━━━ VORLIEGENDER TEXT ━━━

Gute Anbindungsmöglichkeiten, ausreichende Infrastruktur, das Angebot an Unterkünften und Arbeitsmöglichkeiten sowie der Community-Faktor seien digitalen Nomaden bei der Standortauswahl besonders wichtig, sagt Dienes. Digital-Nomadin Zeidler benennt eine stabile Internetverbindung als wichtigsten Faktor.
Trendregionen versuchen sich anzupassen
Die Länder seien längst auf den Trend aufmerksam geworden und entdeckten das Potenzial der mobilen Arbeiterinnen und Arbeiter als wichtige Tourismus-Zielgruppe, betont Dienes. In Trendregionen passe sich das Angebot immer mehr an «Workation»-Reisende und digitale Nomaden an. Arbeitsmöglichkeiten mit WLAN-Anbindung seien da nur der Anfang. «Man merkt richtig, wie mittlerweile auch kleinere Inseln darauf ausgelegt sind und wie Hostels sich anpassen, vor allem seit Corona», sagt Lina Retzlaff.

━━━ BEREITGESTELLTE DATEN ━━━

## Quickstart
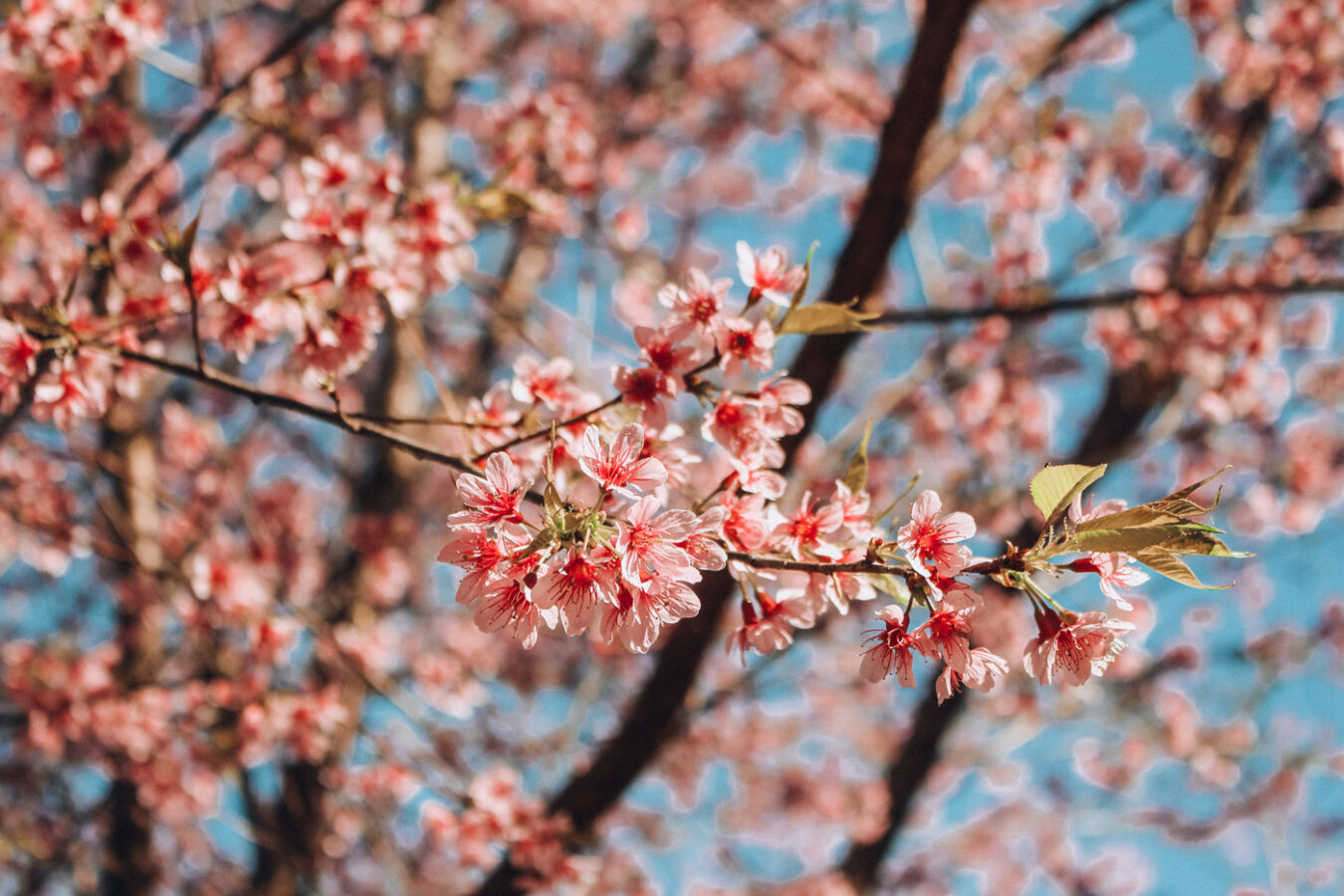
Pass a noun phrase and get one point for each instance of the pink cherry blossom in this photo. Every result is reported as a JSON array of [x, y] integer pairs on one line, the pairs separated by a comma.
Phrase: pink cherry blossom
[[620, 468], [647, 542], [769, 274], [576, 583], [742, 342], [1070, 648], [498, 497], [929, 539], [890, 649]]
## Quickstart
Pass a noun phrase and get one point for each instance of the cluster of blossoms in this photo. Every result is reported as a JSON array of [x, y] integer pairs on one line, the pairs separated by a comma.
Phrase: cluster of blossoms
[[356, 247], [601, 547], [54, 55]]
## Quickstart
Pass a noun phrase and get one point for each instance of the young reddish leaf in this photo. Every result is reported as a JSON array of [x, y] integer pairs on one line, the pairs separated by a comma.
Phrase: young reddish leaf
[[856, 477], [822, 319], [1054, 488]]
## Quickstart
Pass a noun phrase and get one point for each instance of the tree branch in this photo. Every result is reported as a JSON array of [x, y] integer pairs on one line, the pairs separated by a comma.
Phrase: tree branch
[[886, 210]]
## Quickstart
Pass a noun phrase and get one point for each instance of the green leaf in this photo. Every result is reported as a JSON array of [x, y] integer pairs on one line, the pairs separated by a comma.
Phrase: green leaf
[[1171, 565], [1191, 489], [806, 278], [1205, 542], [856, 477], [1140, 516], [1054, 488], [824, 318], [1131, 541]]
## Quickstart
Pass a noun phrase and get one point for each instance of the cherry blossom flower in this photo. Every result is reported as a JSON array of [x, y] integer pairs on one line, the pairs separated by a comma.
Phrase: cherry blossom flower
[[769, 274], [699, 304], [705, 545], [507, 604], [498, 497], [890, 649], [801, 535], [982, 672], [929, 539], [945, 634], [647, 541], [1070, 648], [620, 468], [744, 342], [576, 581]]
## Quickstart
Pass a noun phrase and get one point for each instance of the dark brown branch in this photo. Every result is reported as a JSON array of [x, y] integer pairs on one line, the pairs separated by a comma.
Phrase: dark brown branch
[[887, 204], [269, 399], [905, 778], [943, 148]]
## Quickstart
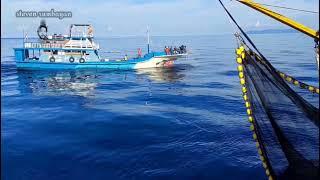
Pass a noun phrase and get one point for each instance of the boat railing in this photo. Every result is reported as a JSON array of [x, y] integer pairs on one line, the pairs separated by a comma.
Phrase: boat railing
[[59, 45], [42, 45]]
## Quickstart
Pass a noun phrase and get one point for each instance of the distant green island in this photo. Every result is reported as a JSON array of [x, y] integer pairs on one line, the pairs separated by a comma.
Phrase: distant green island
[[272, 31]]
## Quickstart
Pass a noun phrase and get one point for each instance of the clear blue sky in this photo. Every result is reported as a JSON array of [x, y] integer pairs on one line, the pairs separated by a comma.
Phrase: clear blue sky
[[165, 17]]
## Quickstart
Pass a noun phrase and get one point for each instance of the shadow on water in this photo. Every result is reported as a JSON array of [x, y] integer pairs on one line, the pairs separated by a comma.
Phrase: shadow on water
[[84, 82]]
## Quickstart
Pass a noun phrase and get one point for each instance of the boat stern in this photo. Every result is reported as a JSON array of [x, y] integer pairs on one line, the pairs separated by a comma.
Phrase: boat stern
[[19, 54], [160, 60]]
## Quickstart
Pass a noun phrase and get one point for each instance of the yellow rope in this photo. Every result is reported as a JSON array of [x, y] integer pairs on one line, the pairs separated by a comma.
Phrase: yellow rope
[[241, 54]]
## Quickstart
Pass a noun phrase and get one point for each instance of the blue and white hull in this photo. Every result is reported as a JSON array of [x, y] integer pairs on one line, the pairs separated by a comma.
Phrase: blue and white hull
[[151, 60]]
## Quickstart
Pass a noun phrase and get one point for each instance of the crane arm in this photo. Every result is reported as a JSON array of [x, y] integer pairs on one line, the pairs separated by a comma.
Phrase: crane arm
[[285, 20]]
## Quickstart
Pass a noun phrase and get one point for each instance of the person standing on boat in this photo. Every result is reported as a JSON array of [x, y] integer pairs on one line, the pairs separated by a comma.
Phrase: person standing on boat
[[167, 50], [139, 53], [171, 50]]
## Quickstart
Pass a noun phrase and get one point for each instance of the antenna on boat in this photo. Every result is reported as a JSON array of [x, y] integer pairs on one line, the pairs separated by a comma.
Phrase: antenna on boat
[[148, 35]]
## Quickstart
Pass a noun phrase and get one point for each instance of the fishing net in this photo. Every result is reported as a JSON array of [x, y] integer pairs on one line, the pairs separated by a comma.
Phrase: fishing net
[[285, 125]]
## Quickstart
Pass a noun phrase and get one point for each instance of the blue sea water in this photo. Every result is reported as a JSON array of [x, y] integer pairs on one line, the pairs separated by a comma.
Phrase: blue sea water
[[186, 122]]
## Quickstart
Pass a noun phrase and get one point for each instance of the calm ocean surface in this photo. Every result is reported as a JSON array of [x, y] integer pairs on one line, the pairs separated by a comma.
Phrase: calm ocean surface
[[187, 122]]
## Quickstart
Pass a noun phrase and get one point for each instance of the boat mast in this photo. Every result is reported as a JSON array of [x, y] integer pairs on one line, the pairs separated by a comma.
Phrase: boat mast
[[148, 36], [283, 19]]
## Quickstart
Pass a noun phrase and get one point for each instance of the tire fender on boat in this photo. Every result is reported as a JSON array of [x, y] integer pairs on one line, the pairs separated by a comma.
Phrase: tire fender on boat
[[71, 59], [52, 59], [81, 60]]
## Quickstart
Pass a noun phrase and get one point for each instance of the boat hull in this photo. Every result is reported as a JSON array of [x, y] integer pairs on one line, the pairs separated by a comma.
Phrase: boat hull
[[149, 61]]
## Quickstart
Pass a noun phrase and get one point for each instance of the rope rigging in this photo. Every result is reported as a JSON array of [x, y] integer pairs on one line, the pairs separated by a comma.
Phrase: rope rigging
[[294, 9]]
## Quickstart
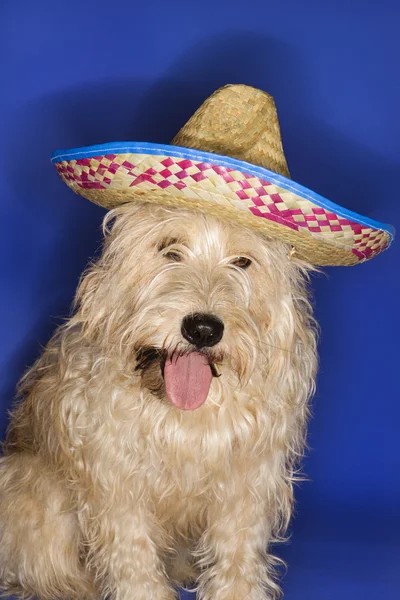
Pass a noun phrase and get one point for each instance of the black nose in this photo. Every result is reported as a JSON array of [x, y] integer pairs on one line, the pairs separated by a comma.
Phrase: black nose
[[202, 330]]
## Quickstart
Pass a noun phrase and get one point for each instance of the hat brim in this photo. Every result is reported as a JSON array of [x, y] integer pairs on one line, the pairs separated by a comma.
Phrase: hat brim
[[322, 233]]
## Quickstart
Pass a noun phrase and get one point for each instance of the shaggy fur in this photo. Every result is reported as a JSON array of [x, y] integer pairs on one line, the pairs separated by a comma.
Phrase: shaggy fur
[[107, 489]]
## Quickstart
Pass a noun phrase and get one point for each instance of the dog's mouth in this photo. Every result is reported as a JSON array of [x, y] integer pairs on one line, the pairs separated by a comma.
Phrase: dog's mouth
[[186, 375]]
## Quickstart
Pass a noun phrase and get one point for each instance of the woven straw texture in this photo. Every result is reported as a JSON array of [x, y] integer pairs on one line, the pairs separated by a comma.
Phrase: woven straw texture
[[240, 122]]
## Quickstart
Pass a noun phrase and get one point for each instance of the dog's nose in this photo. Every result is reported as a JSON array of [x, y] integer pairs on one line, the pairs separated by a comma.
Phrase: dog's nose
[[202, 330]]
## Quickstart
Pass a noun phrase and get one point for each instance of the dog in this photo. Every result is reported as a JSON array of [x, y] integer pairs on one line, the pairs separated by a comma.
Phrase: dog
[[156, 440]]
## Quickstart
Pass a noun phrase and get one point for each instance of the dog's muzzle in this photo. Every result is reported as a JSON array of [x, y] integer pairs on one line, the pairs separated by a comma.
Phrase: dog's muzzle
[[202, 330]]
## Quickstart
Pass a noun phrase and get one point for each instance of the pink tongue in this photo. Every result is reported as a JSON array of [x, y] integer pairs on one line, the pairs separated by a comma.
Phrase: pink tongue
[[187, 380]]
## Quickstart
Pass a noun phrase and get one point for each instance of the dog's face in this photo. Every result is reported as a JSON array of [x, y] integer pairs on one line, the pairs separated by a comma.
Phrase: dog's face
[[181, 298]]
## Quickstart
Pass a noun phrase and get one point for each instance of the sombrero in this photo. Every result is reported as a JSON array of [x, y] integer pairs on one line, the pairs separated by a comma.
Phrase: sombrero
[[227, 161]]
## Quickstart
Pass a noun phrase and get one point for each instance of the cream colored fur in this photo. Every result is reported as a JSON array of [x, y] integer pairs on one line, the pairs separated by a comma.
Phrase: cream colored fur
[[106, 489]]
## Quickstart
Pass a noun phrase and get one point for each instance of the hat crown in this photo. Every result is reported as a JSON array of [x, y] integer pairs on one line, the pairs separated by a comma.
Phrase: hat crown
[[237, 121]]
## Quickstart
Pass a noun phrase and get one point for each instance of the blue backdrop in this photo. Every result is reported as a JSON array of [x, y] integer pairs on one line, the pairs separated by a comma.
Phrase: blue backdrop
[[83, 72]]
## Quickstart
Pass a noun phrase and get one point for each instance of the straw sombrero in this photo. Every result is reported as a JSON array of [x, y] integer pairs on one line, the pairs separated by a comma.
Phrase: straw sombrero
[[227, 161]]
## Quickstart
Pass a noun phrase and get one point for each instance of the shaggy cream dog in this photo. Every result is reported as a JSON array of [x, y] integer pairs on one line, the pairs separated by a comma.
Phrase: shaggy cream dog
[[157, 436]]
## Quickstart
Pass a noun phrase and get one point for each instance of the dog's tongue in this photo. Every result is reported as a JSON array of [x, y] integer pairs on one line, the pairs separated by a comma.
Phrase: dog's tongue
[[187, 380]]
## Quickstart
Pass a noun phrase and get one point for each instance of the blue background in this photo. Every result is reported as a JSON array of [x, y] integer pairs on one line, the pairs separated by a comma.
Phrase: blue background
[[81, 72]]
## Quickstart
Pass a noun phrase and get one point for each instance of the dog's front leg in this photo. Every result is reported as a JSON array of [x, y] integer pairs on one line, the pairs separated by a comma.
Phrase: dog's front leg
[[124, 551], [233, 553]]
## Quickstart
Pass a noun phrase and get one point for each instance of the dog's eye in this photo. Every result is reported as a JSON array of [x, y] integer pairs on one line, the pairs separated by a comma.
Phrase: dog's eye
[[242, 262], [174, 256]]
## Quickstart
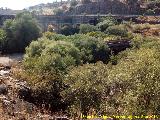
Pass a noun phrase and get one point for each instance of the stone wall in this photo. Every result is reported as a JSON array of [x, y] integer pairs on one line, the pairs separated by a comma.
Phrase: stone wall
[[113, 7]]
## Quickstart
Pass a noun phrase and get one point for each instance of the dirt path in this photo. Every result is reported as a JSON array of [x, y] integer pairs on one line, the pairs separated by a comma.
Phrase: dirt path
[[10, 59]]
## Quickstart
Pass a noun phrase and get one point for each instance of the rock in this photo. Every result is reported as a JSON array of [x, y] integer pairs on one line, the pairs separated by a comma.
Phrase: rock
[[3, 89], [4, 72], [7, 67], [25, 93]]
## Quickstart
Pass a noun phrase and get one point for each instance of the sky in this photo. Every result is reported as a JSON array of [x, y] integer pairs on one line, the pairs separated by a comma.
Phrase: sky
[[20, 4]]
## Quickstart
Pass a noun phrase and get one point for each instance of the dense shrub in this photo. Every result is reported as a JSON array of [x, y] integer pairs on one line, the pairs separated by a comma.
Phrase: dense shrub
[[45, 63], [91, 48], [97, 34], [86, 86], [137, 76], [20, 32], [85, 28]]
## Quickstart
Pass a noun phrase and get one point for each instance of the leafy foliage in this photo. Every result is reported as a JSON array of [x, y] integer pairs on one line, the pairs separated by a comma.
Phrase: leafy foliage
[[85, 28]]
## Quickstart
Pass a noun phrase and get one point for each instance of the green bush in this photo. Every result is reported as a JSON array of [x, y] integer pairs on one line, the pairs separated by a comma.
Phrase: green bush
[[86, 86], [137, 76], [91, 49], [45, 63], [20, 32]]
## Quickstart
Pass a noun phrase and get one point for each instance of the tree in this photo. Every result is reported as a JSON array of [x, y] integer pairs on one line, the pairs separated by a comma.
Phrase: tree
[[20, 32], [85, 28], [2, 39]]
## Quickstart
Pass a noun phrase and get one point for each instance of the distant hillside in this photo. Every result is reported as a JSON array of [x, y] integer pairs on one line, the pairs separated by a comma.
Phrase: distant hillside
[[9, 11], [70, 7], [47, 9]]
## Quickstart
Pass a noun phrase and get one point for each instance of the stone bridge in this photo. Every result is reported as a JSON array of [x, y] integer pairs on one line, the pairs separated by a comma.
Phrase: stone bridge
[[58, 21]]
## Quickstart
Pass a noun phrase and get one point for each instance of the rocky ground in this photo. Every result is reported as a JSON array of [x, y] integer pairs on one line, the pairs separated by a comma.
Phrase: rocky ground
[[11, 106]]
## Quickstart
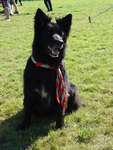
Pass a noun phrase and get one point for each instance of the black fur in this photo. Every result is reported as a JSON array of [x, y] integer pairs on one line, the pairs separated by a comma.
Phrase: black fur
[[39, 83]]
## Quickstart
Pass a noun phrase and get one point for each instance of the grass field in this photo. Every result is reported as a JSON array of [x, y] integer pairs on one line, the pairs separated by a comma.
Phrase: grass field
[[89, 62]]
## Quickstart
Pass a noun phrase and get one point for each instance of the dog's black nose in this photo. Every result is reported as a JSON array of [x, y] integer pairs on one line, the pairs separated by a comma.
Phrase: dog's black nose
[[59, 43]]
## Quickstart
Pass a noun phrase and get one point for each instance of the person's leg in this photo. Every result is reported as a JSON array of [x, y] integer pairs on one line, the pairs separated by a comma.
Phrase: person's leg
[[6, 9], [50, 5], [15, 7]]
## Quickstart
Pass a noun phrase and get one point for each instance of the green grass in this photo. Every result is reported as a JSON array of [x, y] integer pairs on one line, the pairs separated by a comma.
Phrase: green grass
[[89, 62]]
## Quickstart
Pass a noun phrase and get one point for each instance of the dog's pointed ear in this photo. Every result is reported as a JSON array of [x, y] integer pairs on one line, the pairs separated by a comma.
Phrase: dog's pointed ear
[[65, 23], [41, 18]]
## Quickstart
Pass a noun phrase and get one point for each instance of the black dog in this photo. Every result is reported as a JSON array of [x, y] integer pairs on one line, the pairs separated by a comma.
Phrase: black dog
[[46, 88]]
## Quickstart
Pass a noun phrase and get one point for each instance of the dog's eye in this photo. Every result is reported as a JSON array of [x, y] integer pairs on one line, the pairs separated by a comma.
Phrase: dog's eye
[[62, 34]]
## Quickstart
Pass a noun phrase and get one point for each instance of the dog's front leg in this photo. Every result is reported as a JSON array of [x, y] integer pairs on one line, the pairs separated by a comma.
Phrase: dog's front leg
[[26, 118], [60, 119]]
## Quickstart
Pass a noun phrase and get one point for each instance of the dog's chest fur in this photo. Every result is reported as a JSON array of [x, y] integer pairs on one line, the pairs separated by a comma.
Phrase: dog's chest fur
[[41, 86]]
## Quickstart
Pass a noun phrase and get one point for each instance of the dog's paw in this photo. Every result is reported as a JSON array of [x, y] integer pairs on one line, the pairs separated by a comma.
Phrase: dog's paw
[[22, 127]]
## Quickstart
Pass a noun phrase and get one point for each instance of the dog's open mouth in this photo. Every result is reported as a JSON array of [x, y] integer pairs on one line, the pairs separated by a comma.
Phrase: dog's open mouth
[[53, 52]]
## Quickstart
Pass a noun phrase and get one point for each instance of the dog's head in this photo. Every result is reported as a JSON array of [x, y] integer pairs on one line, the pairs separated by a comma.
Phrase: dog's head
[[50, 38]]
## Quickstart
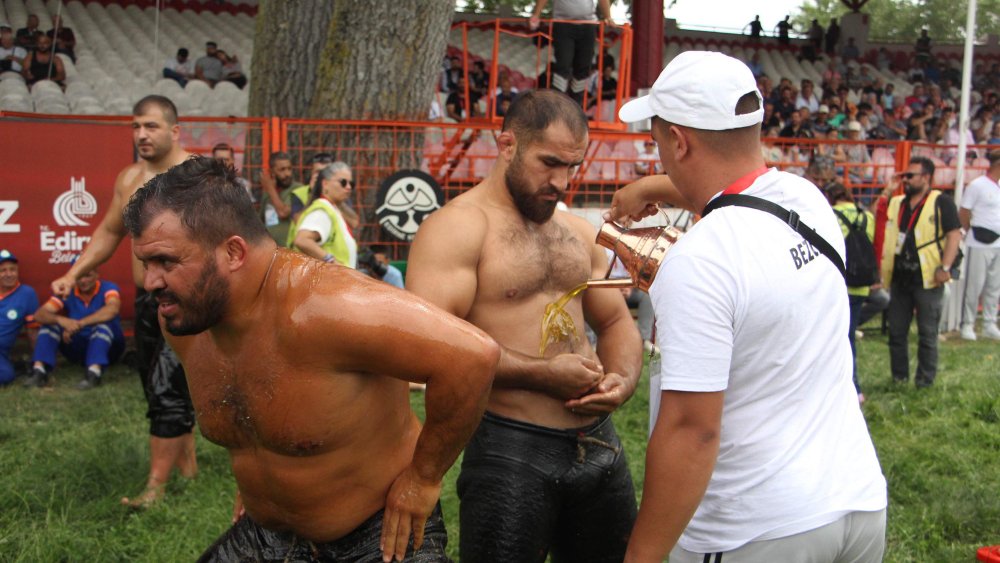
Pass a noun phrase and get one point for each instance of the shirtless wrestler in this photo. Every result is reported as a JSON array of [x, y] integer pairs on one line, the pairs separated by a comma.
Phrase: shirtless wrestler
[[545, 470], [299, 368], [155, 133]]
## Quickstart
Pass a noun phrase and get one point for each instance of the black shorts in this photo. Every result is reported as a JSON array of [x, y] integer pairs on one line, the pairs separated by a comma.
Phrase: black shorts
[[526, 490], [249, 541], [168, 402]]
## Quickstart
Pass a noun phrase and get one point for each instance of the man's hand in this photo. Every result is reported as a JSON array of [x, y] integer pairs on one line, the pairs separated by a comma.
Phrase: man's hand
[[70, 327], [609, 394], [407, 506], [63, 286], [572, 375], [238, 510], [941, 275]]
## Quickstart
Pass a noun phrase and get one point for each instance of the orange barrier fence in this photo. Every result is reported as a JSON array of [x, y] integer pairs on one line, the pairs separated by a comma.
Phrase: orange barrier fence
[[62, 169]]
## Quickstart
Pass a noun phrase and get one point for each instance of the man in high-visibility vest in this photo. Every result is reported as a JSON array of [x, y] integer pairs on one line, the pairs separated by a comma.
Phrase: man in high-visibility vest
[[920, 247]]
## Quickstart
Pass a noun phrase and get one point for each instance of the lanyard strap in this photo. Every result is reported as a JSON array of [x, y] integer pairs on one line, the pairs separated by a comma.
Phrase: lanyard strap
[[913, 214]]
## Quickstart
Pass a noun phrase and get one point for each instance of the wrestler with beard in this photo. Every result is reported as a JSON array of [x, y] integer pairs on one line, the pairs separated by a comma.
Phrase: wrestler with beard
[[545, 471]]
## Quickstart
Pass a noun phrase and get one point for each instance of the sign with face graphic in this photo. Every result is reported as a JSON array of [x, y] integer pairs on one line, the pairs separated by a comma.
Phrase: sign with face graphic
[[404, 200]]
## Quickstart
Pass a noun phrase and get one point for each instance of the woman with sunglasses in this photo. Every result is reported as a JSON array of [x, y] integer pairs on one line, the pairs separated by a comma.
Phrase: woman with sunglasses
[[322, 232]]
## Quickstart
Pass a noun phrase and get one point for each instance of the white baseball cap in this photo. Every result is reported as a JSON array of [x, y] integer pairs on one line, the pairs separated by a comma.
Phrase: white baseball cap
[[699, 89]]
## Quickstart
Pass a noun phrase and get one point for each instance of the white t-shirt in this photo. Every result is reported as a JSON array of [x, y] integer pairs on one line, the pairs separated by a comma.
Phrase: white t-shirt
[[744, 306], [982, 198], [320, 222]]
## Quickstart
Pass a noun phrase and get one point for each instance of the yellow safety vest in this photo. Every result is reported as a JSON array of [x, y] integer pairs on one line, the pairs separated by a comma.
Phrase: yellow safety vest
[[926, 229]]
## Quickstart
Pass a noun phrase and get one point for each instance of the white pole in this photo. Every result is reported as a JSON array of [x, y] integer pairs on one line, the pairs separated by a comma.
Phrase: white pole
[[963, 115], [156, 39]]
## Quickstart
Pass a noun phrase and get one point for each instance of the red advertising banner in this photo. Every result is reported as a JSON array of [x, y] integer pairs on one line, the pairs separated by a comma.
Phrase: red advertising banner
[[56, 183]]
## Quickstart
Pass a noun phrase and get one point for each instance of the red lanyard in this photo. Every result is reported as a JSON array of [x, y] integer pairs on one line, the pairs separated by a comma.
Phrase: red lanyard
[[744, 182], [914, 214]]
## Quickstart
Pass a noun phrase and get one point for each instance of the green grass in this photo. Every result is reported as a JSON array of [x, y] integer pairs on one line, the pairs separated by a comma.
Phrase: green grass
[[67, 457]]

━━━

> [DEINE AUFGABE] Nenne bitte alle Faktoren, die laut Dienes im vorliegenden Text digitalen Nomaden bei der Standortauswahl besonders wichtig sind.

> [DEINE ANTWORT]
- Gute Anbindungsmöglichkeiten
- Ausreichende Infrastruktur
- Das Angebot an Unterkünften
- Das Angebot an Arbeitsmöglichkeiten
- Der Community-Faktor